## Begin Given data
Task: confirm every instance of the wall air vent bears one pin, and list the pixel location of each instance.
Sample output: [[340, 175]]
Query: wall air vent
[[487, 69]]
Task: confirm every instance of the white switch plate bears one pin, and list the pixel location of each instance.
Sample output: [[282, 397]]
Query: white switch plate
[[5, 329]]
## End Given data
## Begin Given data
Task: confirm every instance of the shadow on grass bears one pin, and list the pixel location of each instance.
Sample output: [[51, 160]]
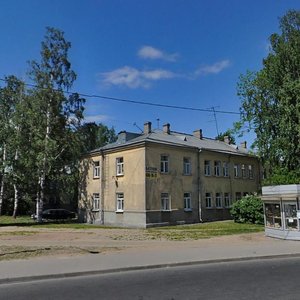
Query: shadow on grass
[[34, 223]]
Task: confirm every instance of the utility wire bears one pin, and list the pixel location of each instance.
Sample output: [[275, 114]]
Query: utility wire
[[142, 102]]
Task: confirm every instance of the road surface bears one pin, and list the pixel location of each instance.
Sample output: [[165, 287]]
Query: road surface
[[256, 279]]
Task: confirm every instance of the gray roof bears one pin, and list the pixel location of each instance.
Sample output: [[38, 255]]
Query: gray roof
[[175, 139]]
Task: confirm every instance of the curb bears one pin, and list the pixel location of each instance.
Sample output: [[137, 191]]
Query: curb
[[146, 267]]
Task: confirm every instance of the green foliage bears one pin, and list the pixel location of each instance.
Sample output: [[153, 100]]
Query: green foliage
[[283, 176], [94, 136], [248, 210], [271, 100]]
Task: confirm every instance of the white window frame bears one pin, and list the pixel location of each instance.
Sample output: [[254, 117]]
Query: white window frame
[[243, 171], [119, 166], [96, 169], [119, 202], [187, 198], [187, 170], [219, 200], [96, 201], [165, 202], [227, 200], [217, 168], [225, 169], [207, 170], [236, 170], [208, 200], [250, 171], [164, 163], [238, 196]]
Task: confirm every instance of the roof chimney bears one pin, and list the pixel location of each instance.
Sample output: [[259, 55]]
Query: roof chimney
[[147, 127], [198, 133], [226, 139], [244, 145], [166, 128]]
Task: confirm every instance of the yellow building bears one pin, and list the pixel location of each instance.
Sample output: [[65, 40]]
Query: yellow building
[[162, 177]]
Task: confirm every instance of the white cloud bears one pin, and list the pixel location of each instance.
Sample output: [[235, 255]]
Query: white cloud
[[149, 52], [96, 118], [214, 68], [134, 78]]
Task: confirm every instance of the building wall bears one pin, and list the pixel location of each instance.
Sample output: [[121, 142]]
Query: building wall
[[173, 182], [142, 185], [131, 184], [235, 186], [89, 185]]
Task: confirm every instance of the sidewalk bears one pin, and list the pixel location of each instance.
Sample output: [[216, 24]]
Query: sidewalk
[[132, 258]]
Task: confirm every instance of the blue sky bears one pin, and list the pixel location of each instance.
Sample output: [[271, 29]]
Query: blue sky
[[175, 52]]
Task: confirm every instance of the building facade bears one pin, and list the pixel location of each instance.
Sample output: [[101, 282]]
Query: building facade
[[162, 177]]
## End Given data
## Begin Given data
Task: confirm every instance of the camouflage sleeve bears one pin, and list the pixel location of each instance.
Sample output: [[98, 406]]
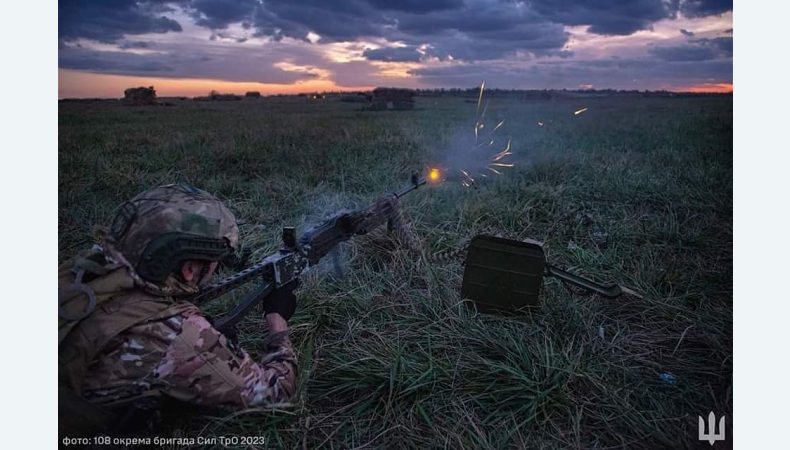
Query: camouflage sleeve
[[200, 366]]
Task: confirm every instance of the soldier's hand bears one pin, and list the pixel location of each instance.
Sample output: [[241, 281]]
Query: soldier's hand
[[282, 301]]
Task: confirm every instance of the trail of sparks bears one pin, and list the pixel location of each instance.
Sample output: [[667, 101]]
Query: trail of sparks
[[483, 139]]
## End Given data
Task to complete: Output the entries from the line with "Task: confirm every instance of the wall" up to and including the line with "[[487, 69]]" as a two-column CSV with the headers request and answer, one row per entry. Put each field in quotation marks and replace any line breaks inside a field with spaces.

Solution for this exercise:
request,answer
"Task: confirm every instance of the wall air vent bears one pin, and list the pixel location of each instance. Sample output: [[340, 175]] Query: wall air vent","[[487, 69]]"